» Extract provided:
---------------
We will do following steps −

• Firstly, we will take horizontal alignment, lengths L and l of sheet and rectangle respectively. Start aligning the L by l and B by b and count the rectangles.

• Then also do the same in vertical alignments. Count again. Return the maximum value of count.

Let us understand with an example.

Input

Sheet L=18, B=6 Rectangle l=4, b=3

Output

Maximum rectangles: 8

Explanation

Horizontal 18/4=4 6/3=2 2*4=8 rectangles possible
Vertical 18/3=6 6/4=1 6*1=6 rectangles possible
Maximum rectangles here is 8

Input

Sheet L=10, B=6 Rectangle l=4, b=2

Output

Maximum rectangles: 6

Explanation

Horizontal 10/4=2 6/2=3 2*3=6 rectangles possible
Vertical 10/2=5 6/4=1 5*1=5 rectangles possible
Maximum rectangles here is 6

## Approach used in the below program is as follows

• The variables Length and Breadth are used to store dimensions of sheet.
---------------
» Provided records:
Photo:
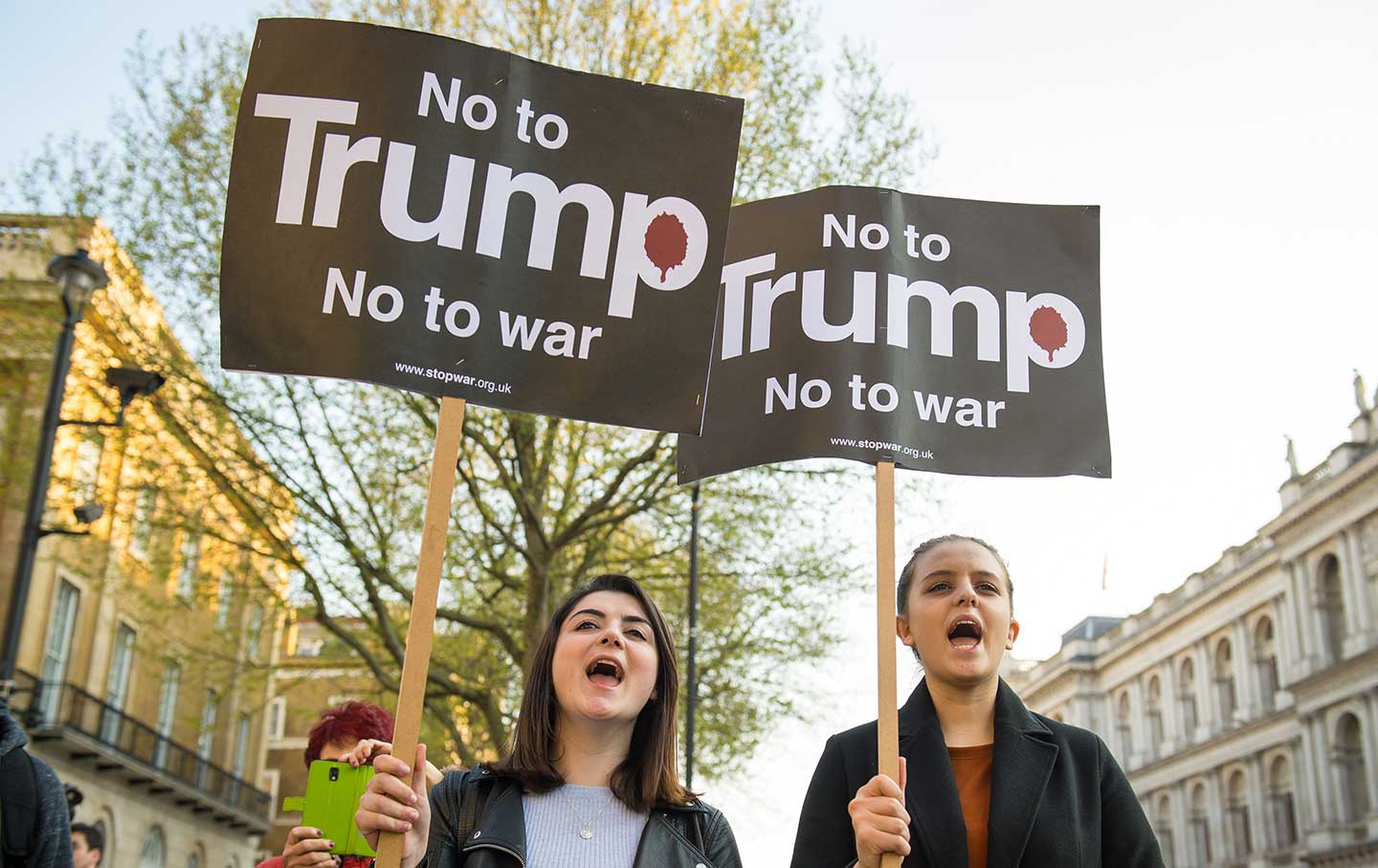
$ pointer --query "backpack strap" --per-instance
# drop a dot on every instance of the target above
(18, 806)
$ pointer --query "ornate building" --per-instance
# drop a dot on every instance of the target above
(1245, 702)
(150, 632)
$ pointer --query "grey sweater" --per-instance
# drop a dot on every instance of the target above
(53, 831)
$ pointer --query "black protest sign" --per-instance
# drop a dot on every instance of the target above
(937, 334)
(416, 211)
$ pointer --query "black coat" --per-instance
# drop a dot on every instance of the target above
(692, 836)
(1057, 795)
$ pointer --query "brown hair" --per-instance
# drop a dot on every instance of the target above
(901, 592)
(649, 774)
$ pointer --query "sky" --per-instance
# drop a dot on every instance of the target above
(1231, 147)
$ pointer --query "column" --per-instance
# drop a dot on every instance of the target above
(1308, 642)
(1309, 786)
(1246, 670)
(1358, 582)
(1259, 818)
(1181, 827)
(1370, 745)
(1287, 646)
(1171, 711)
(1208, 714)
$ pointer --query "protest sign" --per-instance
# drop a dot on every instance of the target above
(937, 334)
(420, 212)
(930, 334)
---------------
» Goal of the exercise:
Can you write out the whole passage on cutting the most rectangles from a sheet, word for word?

» Output:
We will do following steps −

• Firstly, we will take horizontal alignment, lengths L and l of sheet and rectangle respectively. Start aligning the L by l and B by b and count the rectangles.

• Then also do the same in vertical alignments. Count again. Return the maximum value of count.

Let us understand with an example.

Input

Sheet L=18, B=6 Rectangle l=4, b=3

Output

Maximum rectangles: 8

Explanation

Horizontal 18/4=4 6/3=2 2*4=8 rectangles possible
Vertical 18/3=6 6/4=1 6*1=6 rectangles possible
Maximum rectangles here is 8

Input

Sheet L=10, B=6 Rectangle l=4, b=2

Output

Maximum rectangles: 6

Explanation

Horizontal 10/4=2 6/2=3 2*3=6 rectangles possible
Vertical 10/2=5 6/4=1 5*1=5 rectangles possible
Maximum rectangles here is 6

## Approach used in the below program is as follows

• The variables Length and Breadth are used to store dimensions of sheet.